- **Goal of the exercise**
All lines from the line containing "of the palm" up to and including the last line of the listing below should be echoed exactly; no other lines belong in the response.

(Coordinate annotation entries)
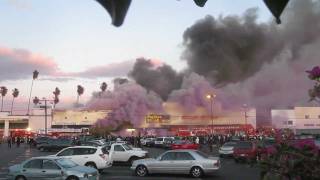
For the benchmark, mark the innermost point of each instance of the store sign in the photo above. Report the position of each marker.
(203, 117)
(157, 118)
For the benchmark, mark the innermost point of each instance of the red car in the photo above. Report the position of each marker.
(184, 145)
(245, 150)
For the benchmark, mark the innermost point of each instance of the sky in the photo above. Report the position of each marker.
(73, 42)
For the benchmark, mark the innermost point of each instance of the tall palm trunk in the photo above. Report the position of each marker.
(78, 98)
(30, 96)
(12, 105)
(1, 103)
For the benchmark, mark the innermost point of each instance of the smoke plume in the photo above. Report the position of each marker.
(129, 103)
(160, 79)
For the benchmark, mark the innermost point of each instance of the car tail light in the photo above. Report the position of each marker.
(103, 156)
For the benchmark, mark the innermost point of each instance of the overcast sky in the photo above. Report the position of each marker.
(73, 42)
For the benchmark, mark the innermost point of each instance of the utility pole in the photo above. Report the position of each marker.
(45, 117)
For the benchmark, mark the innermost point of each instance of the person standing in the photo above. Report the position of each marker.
(18, 141)
(9, 139)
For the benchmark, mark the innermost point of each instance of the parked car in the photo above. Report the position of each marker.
(55, 145)
(227, 149)
(101, 142)
(51, 168)
(40, 140)
(190, 162)
(266, 147)
(184, 144)
(120, 152)
(148, 142)
(90, 143)
(163, 141)
(96, 157)
(245, 150)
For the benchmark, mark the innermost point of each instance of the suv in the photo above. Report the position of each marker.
(245, 150)
(54, 145)
(161, 141)
(96, 157)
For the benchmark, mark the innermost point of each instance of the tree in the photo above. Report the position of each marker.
(314, 75)
(15, 94)
(34, 76)
(80, 91)
(3, 91)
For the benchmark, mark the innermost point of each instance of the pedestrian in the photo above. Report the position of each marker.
(197, 140)
(9, 141)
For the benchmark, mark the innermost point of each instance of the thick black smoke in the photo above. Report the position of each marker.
(160, 79)
(230, 49)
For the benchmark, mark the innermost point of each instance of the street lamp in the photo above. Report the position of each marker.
(245, 107)
(211, 97)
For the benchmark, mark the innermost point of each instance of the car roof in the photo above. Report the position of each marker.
(83, 147)
(182, 150)
(47, 157)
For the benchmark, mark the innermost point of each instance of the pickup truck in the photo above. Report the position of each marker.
(120, 152)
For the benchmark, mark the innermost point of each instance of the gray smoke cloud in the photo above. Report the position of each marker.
(233, 48)
(160, 79)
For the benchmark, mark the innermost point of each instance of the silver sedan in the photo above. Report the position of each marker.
(190, 162)
(51, 168)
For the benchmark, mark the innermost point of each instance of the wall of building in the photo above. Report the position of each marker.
(284, 118)
(201, 116)
(300, 119)
(70, 117)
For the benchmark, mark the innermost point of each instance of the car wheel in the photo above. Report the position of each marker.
(92, 165)
(141, 171)
(20, 178)
(133, 159)
(196, 172)
(72, 178)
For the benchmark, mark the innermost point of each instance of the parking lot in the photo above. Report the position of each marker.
(229, 169)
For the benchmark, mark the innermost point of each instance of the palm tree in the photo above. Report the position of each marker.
(36, 100)
(3, 91)
(56, 94)
(34, 76)
(15, 93)
(80, 91)
(103, 87)
(56, 101)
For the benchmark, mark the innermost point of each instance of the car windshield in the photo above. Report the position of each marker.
(66, 163)
(126, 147)
(202, 154)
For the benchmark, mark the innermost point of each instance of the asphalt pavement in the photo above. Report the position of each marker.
(229, 169)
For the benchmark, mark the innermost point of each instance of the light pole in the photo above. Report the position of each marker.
(245, 107)
(211, 97)
(46, 112)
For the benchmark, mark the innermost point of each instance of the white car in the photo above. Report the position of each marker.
(120, 152)
(91, 156)
(227, 149)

- **Task solution**
For the benchmark, mark the innermost point of each instance of the palm tree in the photo above. Report the position of each marker.
(36, 100)
(3, 91)
(56, 94)
(34, 76)
(15, 93)
(80, 91)
(103, 87)
(56, 101)
For the benchmark, mark the innermost point of each instance of the car windshield in the photo above. Report the position of each marker.
(66, 163)
(126, 147)
(202, 154)
For the benchmark, mark the innermost point of each instance of the asphalt pavement in the photo above. Report the position of each marker.
(229, 169)
For the benchmark, mark the innermost point of each instance of the light pole in the photo above. Report the position of each marker.
(245, 107)
(211, 97)
(46, 112)
For the benchmark, mark the innermost point of each instance of the white car in the photo above. Report the position of each marker.
(120, 152)
(91, 156)
(227, 149)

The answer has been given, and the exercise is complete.